#### Work to complete:
Every line from the one holding "Target: grassy bank" through the final line of the entries is to be reproduced exactly, and no other line.

#### Source information:
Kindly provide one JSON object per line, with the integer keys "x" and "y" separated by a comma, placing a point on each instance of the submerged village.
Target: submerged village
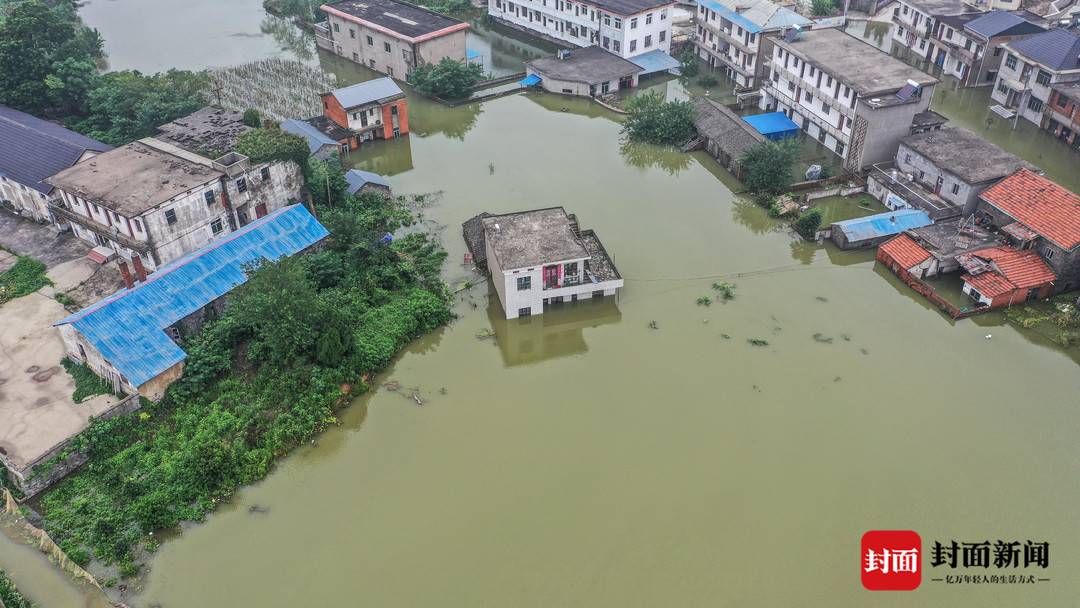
{"x": 204, "y": 271}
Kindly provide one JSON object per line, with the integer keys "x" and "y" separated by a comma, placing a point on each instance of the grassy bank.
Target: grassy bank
{"x": 295, "y": 343}
{"x": 10, "y": 597}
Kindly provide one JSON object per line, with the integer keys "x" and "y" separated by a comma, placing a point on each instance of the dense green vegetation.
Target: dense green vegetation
{"x": 767, "y": 166}
{"x": 86, "y": 383}
{"x": 447, "y": 79}
{"x": 10, "y": 597}
{"x": 295, "y": 343}
{"x": 26, "y": 277}
{"x": 652, "y": 120}
{"x": 49, "y": 66}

#### Written response:
Target: grassy bank
{"x": 295, "y": 343}
{"x": 10, "y": 597}
Kindly provide one JSON object per line, with the integer keys "x" and "y" separated by a comma, placing a point on each instance of the dense green vegetation.
Target: dense green vegetation
{"x": 767, "y": 166}
{"x": 86, "y": 383}
{"x": 447, "y": 79}
{"x": 10, "y": 597}
{"x": 295, "y": 343}
{"x": 26, "y": 277}
{"x": 652, "y": 120}
{"x": 49, "y": 66}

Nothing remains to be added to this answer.